• _ENTRIES SUPPLIED_
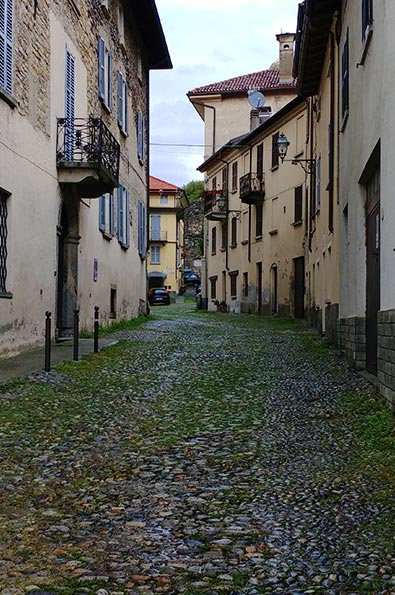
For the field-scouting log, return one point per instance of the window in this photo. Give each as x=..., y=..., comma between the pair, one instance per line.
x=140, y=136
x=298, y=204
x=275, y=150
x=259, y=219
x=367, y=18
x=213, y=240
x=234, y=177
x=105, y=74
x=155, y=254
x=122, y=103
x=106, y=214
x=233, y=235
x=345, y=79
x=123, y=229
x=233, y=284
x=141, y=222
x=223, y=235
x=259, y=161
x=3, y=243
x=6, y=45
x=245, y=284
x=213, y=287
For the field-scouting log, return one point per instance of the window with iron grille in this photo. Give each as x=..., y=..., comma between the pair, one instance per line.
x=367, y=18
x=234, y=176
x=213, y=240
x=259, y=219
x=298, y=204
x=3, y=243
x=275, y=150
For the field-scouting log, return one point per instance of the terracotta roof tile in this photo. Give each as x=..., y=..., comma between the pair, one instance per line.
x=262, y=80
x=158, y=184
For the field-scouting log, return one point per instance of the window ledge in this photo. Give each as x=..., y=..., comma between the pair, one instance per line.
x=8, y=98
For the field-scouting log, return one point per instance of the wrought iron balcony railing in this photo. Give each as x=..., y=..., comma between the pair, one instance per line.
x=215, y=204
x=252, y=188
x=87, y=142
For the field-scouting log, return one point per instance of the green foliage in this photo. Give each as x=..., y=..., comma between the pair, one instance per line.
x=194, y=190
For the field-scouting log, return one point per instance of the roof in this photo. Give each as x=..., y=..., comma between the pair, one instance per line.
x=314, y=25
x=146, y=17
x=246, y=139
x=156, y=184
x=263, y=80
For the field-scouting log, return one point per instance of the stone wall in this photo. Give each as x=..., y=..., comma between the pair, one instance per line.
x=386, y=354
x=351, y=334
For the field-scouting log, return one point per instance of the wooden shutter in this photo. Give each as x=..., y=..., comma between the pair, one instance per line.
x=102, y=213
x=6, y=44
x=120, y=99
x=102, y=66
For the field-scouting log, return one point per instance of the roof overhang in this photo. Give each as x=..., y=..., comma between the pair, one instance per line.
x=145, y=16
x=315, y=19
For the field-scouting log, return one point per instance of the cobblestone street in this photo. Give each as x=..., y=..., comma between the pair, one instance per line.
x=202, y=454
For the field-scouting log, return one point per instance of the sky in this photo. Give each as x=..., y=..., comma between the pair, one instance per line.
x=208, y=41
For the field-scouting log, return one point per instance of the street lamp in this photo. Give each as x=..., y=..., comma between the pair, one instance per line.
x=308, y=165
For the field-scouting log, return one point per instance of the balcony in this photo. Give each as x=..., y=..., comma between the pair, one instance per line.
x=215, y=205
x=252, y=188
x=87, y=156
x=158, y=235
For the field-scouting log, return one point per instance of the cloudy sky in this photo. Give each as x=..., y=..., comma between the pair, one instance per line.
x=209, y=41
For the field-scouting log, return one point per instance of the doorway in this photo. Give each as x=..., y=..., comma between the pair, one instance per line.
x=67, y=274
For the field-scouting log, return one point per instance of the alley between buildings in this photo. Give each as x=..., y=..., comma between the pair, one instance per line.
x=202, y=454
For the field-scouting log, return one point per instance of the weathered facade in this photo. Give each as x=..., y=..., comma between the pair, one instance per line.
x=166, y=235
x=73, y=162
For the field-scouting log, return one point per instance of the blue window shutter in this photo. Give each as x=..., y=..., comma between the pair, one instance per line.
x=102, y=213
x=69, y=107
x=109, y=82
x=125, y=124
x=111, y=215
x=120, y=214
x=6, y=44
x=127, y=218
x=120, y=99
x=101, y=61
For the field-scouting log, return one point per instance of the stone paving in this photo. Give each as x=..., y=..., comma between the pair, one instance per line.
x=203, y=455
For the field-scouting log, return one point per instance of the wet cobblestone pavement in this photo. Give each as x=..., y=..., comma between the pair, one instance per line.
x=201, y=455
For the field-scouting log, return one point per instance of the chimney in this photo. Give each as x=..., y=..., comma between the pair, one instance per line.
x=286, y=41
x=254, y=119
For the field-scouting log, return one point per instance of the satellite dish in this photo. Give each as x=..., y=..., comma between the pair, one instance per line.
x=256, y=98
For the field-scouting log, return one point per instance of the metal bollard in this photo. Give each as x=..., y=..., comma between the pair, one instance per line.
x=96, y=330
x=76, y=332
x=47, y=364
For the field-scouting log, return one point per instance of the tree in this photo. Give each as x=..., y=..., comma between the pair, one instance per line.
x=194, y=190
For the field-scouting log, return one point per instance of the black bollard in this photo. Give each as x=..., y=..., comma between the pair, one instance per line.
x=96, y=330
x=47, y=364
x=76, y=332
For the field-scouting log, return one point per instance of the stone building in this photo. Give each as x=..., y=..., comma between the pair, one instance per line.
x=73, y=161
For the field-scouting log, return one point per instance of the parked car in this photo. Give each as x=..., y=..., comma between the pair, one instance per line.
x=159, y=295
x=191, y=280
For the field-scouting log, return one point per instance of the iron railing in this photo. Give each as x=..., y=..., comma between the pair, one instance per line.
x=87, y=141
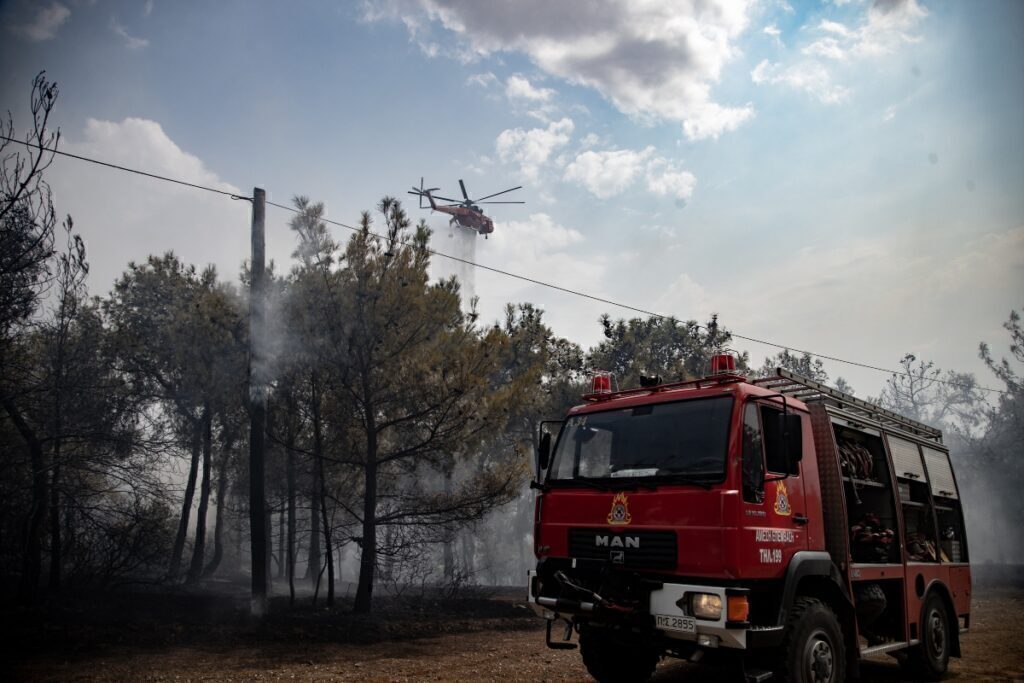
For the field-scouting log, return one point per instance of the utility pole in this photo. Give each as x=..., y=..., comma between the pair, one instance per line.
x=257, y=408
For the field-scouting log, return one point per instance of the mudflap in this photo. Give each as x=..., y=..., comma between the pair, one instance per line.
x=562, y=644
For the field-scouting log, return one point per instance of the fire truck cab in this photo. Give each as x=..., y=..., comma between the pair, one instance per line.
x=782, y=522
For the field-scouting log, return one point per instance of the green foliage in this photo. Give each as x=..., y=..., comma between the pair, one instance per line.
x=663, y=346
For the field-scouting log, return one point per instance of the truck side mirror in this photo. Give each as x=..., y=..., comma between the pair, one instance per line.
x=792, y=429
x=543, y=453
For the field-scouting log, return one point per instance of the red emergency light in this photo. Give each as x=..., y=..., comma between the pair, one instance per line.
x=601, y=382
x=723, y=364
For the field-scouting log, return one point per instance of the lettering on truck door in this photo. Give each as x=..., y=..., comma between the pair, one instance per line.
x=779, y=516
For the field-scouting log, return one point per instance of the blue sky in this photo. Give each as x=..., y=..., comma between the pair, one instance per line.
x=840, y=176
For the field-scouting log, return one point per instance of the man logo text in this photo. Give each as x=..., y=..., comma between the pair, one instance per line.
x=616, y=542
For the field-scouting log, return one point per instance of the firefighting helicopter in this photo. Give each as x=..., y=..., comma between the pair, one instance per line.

• _ABOUT THIS EXERCISE_
Return, unchanged, each line from the line containing "the blue sky" through the last line of the material.

• _SOLUTION_
For the field-scouting log, return one point per instance of the blue sky in this photo. Give each as x=..., y=..., comma between the pair, one instance per line.
x=840, y=176
For the field-scouting log, return one point per instance of the man logo text in this photo. Give each as x=..., y=..., comma between the pair, one instance per line.
x=616, y=542
For the field-scouting log, return one point per instance of the firefighting helicopter in this photo. Give each as x=..., y=..., comma between the pair, one instance per line.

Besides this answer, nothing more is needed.